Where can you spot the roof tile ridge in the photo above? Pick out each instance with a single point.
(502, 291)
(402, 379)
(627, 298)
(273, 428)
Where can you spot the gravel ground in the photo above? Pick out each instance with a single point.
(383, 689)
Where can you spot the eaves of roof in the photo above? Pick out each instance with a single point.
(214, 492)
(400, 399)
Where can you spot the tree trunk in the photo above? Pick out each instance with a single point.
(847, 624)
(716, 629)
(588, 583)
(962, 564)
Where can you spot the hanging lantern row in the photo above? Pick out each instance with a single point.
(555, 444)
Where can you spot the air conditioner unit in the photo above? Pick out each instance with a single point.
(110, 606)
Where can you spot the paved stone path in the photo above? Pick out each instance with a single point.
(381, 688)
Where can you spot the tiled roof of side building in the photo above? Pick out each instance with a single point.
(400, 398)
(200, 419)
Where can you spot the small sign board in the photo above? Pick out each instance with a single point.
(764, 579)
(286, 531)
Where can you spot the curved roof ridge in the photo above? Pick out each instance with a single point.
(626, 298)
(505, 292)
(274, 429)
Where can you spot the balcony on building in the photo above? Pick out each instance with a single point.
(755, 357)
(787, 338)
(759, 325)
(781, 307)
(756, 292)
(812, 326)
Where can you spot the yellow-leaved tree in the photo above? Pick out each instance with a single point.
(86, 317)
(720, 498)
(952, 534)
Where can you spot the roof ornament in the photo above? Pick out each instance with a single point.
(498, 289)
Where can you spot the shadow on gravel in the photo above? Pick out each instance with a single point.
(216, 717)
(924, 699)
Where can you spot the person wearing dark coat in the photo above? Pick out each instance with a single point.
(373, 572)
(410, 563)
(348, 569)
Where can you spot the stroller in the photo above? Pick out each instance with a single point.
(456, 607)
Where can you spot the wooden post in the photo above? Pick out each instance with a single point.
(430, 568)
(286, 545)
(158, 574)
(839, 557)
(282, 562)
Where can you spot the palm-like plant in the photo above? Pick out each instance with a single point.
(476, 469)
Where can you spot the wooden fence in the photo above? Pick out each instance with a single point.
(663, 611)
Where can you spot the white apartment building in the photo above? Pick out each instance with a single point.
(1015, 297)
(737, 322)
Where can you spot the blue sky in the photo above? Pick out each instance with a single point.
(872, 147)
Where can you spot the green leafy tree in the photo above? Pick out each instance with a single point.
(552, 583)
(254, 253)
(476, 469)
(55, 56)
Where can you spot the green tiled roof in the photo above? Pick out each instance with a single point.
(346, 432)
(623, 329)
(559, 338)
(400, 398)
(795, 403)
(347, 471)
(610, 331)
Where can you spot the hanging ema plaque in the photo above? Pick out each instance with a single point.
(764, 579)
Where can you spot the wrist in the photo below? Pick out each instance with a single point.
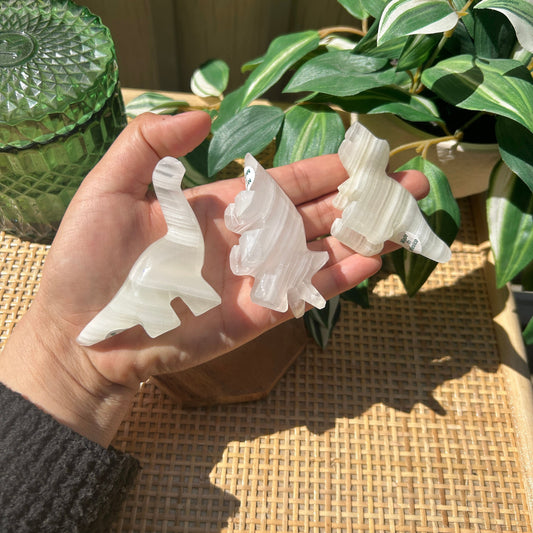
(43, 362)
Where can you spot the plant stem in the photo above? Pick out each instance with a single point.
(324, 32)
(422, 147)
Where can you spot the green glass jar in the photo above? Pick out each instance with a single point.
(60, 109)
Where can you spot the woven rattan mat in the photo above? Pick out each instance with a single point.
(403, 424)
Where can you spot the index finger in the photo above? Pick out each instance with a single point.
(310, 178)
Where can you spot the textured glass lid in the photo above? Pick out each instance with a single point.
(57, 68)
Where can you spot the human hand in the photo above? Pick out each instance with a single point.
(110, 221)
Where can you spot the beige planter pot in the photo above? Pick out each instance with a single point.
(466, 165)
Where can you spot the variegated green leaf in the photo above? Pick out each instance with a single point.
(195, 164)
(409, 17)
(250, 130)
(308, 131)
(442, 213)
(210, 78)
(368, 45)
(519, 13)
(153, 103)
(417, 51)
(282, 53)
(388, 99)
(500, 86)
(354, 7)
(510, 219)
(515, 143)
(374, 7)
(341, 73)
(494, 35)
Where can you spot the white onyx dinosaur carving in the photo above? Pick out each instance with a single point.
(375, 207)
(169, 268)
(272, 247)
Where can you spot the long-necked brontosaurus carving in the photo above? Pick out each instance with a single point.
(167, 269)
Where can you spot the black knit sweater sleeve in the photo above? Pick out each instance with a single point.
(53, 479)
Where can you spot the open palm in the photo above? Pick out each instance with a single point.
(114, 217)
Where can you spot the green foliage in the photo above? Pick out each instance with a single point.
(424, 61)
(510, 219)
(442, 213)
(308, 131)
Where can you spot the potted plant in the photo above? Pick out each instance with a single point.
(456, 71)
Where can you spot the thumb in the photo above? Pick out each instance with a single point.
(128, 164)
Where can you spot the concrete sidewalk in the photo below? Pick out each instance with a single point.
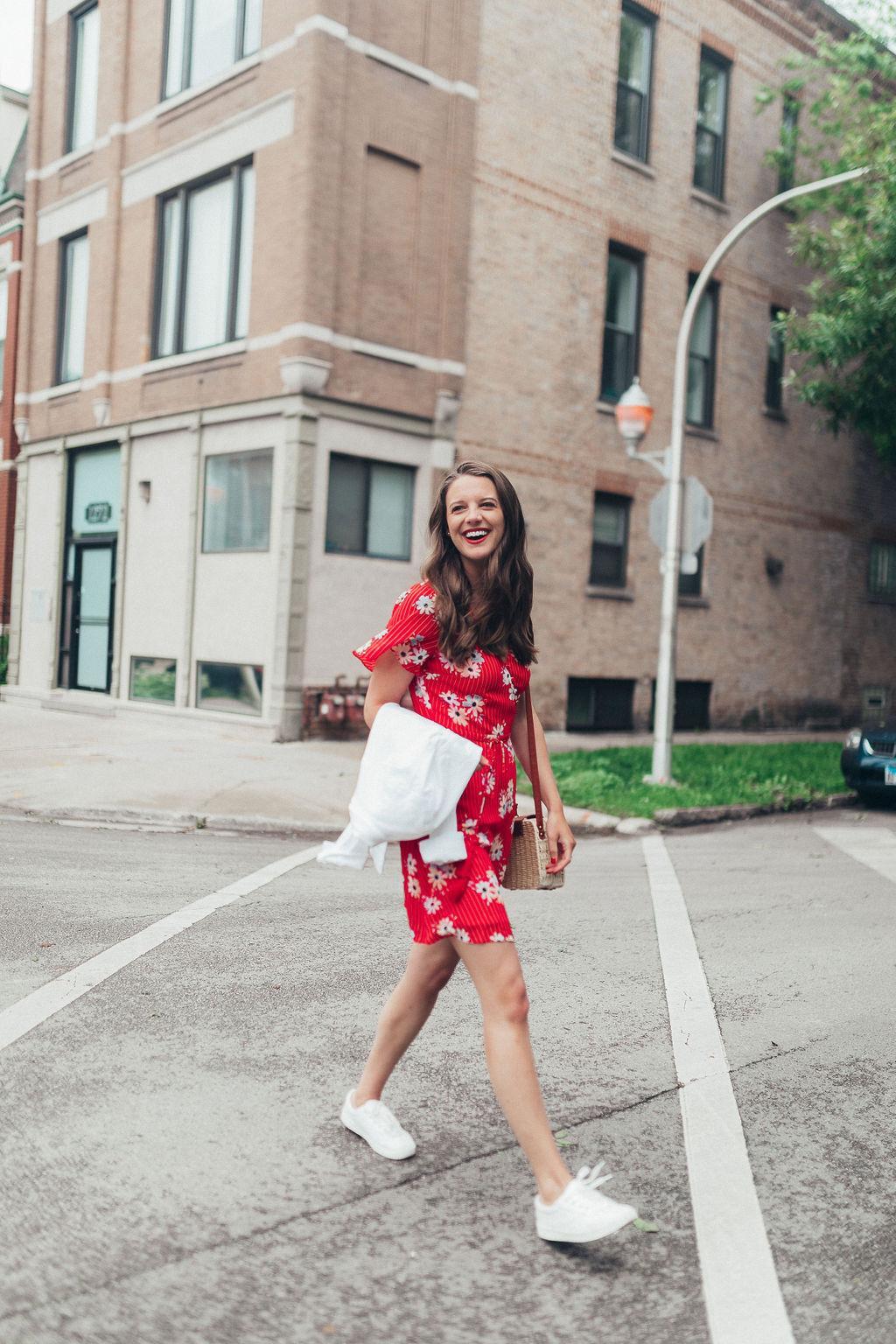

========================================================================

» **Exercise instructions**: Reproduce the whole listing exactly, but not the images in it.

» **Result**:
Where can you spot the roof tile ridge in the photo above? Pick out each instance with a single point.
(502, 291)
(402, 379)
(627, 298)
(273, 428)
Where can you spot the gravel ground in the photo above? Pick out each instance with a single point.
(383, 689)
Where can you spot the eaves of roof in the photo above? Pick out each instance with a single point.
(214, 492)
(400, 399)
Where can you spot the tree trunk in the photo above? Pick out each instance with a single point.
(847, 624)
(716, 629)
(588, 583)
(962, 564)
Where can you spot the hanging lantern row in the photo above? Pick out each instance with a single point.
(555, 444)
Where can you spot the air conditioner unit in the photo above? Pick out each instance with a single point.
(110, 606)
Where can you spot the paved stone path in the photo above? Pick out each instance with a single point.
(381, 688)
Where can you spot the tiled roof of side building in the photo above? Pick out each instance with a single point.
(400, 398)
(200, 419)
Where can you spot the small sign board in the photo above? Pick out each instance with a single point.
(764, 579)
(286, 531)
Where can you spot the curved roof ridge in the photo above? Pick out each instance with a single point.
(626, 298)
(505, 292)
(274, 429)
Where can you spot the balcony on building in the photo above? Pick out each instance with a single point.
(755, 357)
(787, 338)
(759, 325)
(781, 307)
(756, 292)
(812, 326)
Where can you spot the yellow-leaved tree in the photo above? Pick out each instance with a single point.
(86, 317)
(720, 498)
(952, 534)
Where can you spot the roof ornament in the photo above? Pick out each instance with a single point.
(498, 289)
Where can you spot the shadow on gravel in the photo above? Pick out each instance with a single point.
(216, 717)
(924, 699)
Where can you spot the person wearing dark coat in the photo above? Pick out each instance with a single point.
(373, 572)
(410, 563)
(348, 569)
Where can you spot the stroller in the photo above? Pick out each instance with a single point.
(456, 607)
Where can you spot the wooden post in the photo above? Pick out each instance with a single point.
(430, 568)
(286, 545)
(158, 574)
(839, 557)
(282, 562)
Where can you spot the palm-like plant in the photo above? Pick out each instance with a single point.
(476, 469)
Where can you spot the wooden fence in the photo above? Pick out each instance with a single point.
(663, 611)
Where can you spot the white apartment building in the photo above? Pick out each instance with a single point.
(1015, 297)
(737, 322)
Where can you spot the blue sky in the photo above? Pick out each instance with a single point.
(872, 147)
Where can you spot the green leafy tree in the photo above? Pick out each instance with a single point.
(552, 583)
(254, 253)
(476, 469)
(55, 56)
Where can you spot the green tiled roof in the photo above? Pick out each instance with a single point.
(346, 432)
(623, 329)
(559, 338)
(400, 398)
(795, 403)
(347, 471)
(610, 331)
Where can you spot the hanging ema plaque in the photo above? Pick out each instance with a single point.
(764, 579)
Where can you spot the wrist in the photo below? Pick out each instance with a single point.
(43, 362)
Where can you spot the plant stem in the photo above? Pick out each instance with a single point.
(324, 32)
(422, 147)
Where can you spot the green glass jar in the photo above? Pick out each instance with a single point.
(60, 109)
Where can you spot the woven rattan mat in the photo above? Pick out each instance with a single point.
(403, 424)
Where can you spot the index finger in the photo above? Pick out each instance with a single point.
(310, 178)
Where can you spot the textured glass lid in the photo above? Pick out each instance with a single point.
(57, 68)
Where can you spot the human hand in the photo above? Pick out each instance with a single point.
(110, 221)
Where can you spot the beige planter pot in the photo above? Pick out each instance with a single point.
(466, 165)
Where can you spot the variegated green leaf in the photo above? Pick out each instance with a single point.
(195, 164)
(409, 17)
(250, 130)
(308, 131)
(442, 213)
(210, 78)
(368, 45)
(519, 13)
(153, 103)
(417, 51)
(282, 53)
(388, 99)
(500, 86)
(354, 7)
(510, 219)
(515, 143)
(374, 7)
(341, 73)
(494, 35)
Where can you spot the white onyx dinosaur carving in the photo above? Pick out each instance with a single point.
(375, 207)
(169, 268)
(272, 247)
Where can you spot the long-necked brontosaurus carving in the photo above? Pick out each instance with a single point.
(167, 269)
Where can you spot the black knit sweater sleeve in the photo above? Pick out each instance with a single point.
(53, 479)
Where can you spot the open palm in the photo above? Pick out each instance with a single point.
(114, 217)
Where can you spot the green foliage in the photo above? Pick out each instance with a single point.
(424, 61)
(510, 219)
(442, 213)
(308, 131)
Where can you spot the potted plant in the photo above? Pick out each instance with a single point.
(456, 71)
Where can you spot the thumb in the photo above? Pick out each instance with a single point.
(128, 164)
Where can you spot the concrete sidewalk in the photo below? Pick out each instance with a single point.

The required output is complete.